Please show every line in the records below that contains the word "after", copying each one whole.

■ **SUPPLIED RECORDS**:

▬▬▬▬▬▬▬▬▬▬

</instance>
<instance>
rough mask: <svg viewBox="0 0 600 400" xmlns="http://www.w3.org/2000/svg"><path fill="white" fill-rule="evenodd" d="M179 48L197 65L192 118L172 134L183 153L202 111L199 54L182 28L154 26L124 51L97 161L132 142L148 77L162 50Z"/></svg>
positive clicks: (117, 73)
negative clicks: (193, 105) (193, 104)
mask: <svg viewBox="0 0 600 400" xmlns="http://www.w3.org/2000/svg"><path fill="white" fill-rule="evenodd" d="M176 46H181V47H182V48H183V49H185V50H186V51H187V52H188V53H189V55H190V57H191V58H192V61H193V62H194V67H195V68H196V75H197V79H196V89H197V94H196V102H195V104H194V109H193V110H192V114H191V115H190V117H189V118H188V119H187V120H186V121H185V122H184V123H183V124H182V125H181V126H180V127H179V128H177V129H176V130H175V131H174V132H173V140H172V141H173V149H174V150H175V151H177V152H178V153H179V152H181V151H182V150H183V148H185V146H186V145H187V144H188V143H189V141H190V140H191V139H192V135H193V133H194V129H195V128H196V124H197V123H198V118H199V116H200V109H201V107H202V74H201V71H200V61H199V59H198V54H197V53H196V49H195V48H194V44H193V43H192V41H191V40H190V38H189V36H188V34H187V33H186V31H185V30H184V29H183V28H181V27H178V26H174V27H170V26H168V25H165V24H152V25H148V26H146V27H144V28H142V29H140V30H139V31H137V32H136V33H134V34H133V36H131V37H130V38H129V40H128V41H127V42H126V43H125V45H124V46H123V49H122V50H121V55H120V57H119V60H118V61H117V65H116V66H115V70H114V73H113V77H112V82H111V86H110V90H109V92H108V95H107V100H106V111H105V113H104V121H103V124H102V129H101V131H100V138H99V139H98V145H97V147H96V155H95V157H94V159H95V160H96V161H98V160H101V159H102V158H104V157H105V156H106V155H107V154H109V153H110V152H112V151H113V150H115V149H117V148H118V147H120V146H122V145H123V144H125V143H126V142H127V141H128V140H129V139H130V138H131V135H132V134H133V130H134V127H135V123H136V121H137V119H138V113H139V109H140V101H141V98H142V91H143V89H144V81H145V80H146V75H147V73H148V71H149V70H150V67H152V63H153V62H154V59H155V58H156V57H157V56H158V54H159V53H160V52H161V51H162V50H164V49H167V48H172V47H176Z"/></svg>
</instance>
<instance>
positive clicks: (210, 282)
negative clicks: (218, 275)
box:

▬▬▬▬▬▬▬▬▬▬

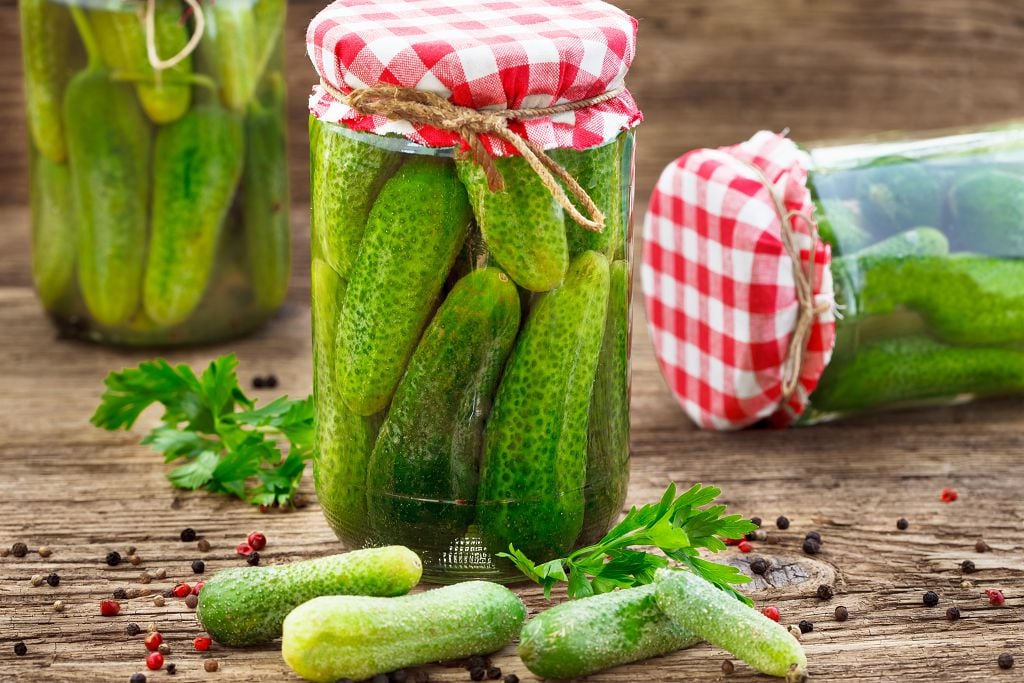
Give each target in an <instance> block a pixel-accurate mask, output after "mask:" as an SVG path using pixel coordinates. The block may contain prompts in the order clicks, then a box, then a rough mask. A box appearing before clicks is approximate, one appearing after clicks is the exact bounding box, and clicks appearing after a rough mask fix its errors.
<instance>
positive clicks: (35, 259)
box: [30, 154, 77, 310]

▬▬▬▬▬▬▬▬▬▬

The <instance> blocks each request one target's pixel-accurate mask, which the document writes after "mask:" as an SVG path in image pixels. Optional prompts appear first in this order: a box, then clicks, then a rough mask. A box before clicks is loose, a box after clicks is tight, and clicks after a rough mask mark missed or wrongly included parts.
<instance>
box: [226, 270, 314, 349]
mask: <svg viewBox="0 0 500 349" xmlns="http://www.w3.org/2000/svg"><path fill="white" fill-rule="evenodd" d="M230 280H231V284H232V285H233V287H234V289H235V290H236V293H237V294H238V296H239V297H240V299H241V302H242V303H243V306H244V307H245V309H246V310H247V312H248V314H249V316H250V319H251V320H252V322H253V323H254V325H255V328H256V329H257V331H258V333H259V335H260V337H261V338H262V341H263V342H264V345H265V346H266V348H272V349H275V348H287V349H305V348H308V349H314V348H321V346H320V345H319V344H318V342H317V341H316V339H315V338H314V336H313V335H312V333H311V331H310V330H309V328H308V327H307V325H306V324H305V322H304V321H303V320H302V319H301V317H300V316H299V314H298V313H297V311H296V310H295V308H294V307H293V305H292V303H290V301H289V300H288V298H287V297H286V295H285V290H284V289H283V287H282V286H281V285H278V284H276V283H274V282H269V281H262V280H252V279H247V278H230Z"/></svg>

▬▬▬▬▬▬▬▬▬▬

■ **WRITTEN ANSWER**:
Give each target in an <instance> block a pixel-accurate mask, output after "mask:" as an SVG path using pixel coordinates. The block may contain prompts in the order clicks, then a box, then a rough mask. A box appearing before clicks is approximate, one appearing after clicks is the exact bounding box, and clicks appearing after a rough mask fix its errors.
The <instance> blocks each request one target's pixel-accurate mask, which the document writes after "mask:" as an SVG path in image pixels. Optional prompts appear first in this order: a box, then clicks, then a rough mask. A box before clicks is loose, a box after clicks is tight, and clicks after a rough mask mark missed or wrongly included parts.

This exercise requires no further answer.